ФРАГМЕНТ ДОКУМЕНТА
Федерализм в США обусловил возникновение ряда противоречий между штатами по поводу признания или непризнания тех или иных прав и свобод, а также пределов их реализации. К примеру, отмена рабства в XIX в. происходила в североамериканских штатах не одновременно. Даже новые штаты в одних случаях принимались в состав Союза как рабовладельческие (например, Миссури), другие - как свободные от рабства (например, Мэн и Калифорния). Законом о Канзасе и Небраске (Kansas-Nebraska Act) 1854 г. была предпринята попытка предоставить новым штатам право самостоятельно решить вопрос о рабстве вопреки достигнутому в 1820 г. Миссурийско-му компромиссу между Севером и Югом,
согласно которому рабство запрещалось лишь в штатах севернее параллели 36 градусов 30 минут северной широты и западнее реки Миссисипи. За несколько лет до этого право самостоятельно решить вопрос о рабстве было предоставлено населению Юты и Нью-Мексико. В 1857 г. в знаменитом решении по делу Dred Scott v. Sandford Верховный суд США в условиях нарастания напряженности между штатами Севера и Юга констатировал отсутствие у чернокожего населения прав американских граждан и запретил штатам изменять его статус, подтвердив тем самым конституционность рабства. Несмотря на этот шаг, Закон о Канзасе и Небраске стал одним из поводов к началу гражданской войны сперва в Канзасе, а затем - во всей стране.

ИСХОДНЫЕ СТРОКИ

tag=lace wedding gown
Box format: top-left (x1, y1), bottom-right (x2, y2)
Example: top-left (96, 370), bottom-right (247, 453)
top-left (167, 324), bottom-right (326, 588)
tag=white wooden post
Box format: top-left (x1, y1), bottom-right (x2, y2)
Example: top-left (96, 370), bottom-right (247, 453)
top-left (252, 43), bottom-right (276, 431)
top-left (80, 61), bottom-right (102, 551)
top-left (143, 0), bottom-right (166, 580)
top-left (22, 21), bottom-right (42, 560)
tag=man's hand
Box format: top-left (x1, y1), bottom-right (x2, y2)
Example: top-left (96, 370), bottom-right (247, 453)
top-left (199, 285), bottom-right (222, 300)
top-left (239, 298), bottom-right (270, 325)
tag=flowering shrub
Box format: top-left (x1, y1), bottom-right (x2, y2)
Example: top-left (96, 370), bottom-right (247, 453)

ПИСЬМЕННЫЕ ЗАДАНИЯ
1. Ответьте по фрагменту о федерализме в США:
(a) Какие штаты приведены как принятые в Союз свободными от рабства?
(b) В каком году был принят Закон о Канзасе и Небраске?
(c) Что Верховный суд США запретил штатам в решении по делу Dred Scott v. Sandford?
2. Продолжите фрагмент о федерализме в США, начав сразу после его последнего предложения.
Строки для этой работы не понадобятся.

ИТОГОВЫЕ ОТВЕТЫ
1.
(a) Мэн и Калифорния.
(b) В 1854 году.
(c) Изменять статус чернокожего населения.

2.
Известность приобрели и другие резонансные решения Верховного суда США, ограничивавшие пределы самостоятельности штатов в регулировании конституционных прав и свобод. Так, в решении по делу Roe v. Wade 1973 г. Суд признал неконституционным установление законами штатов запрета абортов. В решениях по делам Furman v. Georgia (1972 г.) и Gregg v. Georgia (1976 г.) Суд существенно ограничил пределы регулирования законов штатов, устанавливающих смертную казнь (первым из названных решений фактически был введен мораторий на смертную казнь, действовавший на протяжении нескольких лет).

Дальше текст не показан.